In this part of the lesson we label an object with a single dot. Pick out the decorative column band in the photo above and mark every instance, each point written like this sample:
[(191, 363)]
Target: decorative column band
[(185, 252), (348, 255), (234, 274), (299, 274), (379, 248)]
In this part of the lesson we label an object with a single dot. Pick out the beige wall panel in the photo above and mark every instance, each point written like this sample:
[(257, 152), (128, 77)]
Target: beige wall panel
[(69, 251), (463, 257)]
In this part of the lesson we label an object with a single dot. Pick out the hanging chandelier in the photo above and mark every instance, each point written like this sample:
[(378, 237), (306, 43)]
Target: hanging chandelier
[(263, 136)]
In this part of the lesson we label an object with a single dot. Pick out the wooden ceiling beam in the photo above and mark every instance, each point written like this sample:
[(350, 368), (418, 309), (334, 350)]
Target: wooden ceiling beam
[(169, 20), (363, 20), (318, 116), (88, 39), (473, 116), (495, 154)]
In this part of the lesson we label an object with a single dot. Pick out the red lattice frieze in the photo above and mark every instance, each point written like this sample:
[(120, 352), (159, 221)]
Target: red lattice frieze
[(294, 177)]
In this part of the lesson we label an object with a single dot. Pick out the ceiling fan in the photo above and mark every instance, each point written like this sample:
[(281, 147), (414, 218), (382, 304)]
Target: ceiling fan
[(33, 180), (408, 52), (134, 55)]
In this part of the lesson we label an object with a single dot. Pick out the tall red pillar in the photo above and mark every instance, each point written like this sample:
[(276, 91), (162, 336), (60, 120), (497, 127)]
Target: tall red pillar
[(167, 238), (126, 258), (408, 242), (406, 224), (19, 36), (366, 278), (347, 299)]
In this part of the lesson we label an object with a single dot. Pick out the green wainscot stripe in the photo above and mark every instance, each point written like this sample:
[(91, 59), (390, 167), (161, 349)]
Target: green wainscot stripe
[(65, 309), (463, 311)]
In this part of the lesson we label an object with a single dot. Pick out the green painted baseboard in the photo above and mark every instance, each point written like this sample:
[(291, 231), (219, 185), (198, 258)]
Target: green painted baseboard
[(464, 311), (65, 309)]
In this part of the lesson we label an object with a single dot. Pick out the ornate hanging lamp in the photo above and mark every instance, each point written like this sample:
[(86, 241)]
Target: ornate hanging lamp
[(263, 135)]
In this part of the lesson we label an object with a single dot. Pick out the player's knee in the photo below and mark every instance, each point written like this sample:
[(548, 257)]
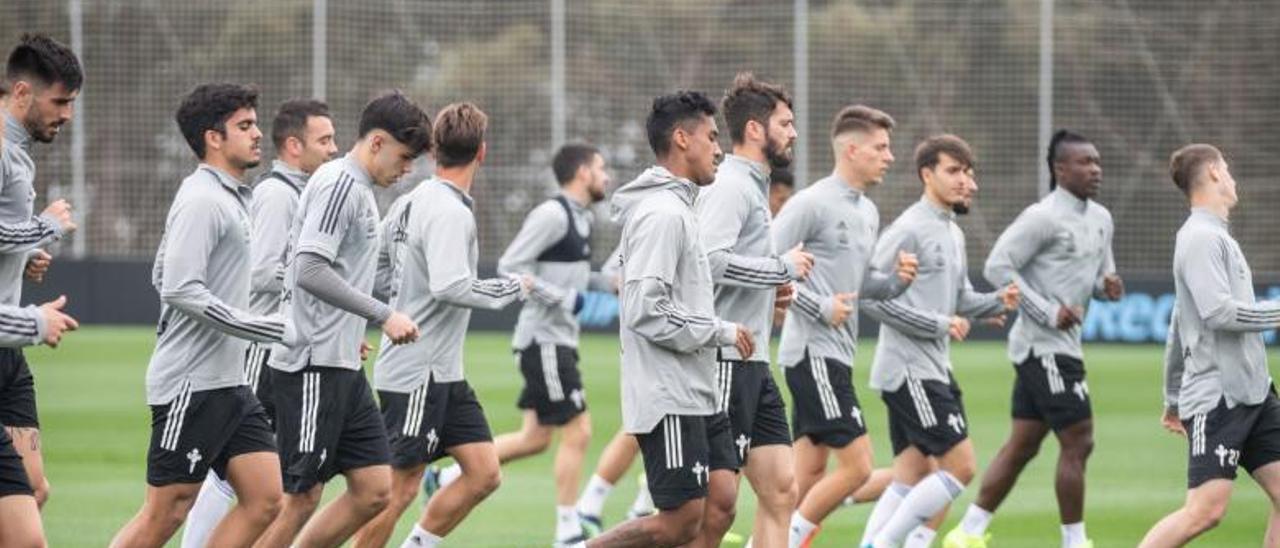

= Work to complete =
Type the entries above out again exactly, with no pictures.

= Task response =
In this part of the lesson we label an object with a single dot. Pick out the decorative column band in the photo above and mark every instance, each point written like this sample:
[(191, 363)]
Target: decorative column band
[(185, 252), (348, 255), (234, 274), (299, 274), (379, 248)]
In this part of the lesson we label an object with a single dot. Pick out the beige wall panel in the photo above and mark every instance, each point written like this sample:
[(257, 152), (128, 77)]
Target: beige wall panel
[(69, 251), (463, 257)]
In this part of the lesson we label an object with a single dot. Pick out the hanging chandelier in the photo above and mark every instance, each point written like this sample:
[(378, 237), (306, 43)]
Target: hanging chandelier
[(263, 136)]
In this part of the lesson we label an object with a single dot. Pick out the wooden ceiling beam in the photo above and mark every instance, each point written like this sample:
[(350, 368), (418, 309), (334, 350)]
Target: wooden ceiling beam
[(169, 20), (363, 20), (318, 116), (88, 39), (473, 116), (495, 154)]
In this part of the lesson we label an object with a single dot. Pick out the red lattice frieze in the photo above and mark every instance, each point written like this sample:
[(120, 352), (159, 221)]
Target: red lattice frieze
[(294, 177)]
In this part of the lesson we label an object with a single dot. Pick out the ceiling fan in the photo above and mark every instance, each point written like this sample:
[(281, 147), (414, 218), (382, 304)]
Target: ceiling fan
[(33, 180), (408, 52), (134, 55)]
In this part of the lesson we label an object with a single dot. Pick out the tall red pillar in the photo above and mark every instance, each point written like this sample:
[(276, 91), (162, 336), (60, 120), (497, 127)]
Target: tall red pillar
[(167, 238), (126, 258), (408, 242), (406, 224), (19, 36), (366, 278), (347, 299)]
In this part of the lesson we label an object with a single dot. Pick out the green wainscot stripe in the photo above and mark every instance, each point written like this sample:
[(91, 59), (390, 167), (161, 349)]
Target: green wainscot stripe
[(65, 309), (463, 311)]
In this part of the lesson we label an object with a single dot. Pick out the green painted baseboard in the photo above and mark every instance, each point written like this sample:
[(291, 231), (219, 185), (198, 258)]
Target: green painted baseboard
[(464, 311), (65, 309)]
In this part of the lesson we label an object with a single dot. Pick out the ornate hanging lamp in the photo above and mark every instance, each point written like this sample:
[(86, 241)]
Target: ornate hanging lamp
[(263, 135)]
In this part of the lesson we label an object with a single dot. Pick out the player's knee in the photo below and mark every instance, each point written like this sample:
[(548, 257)]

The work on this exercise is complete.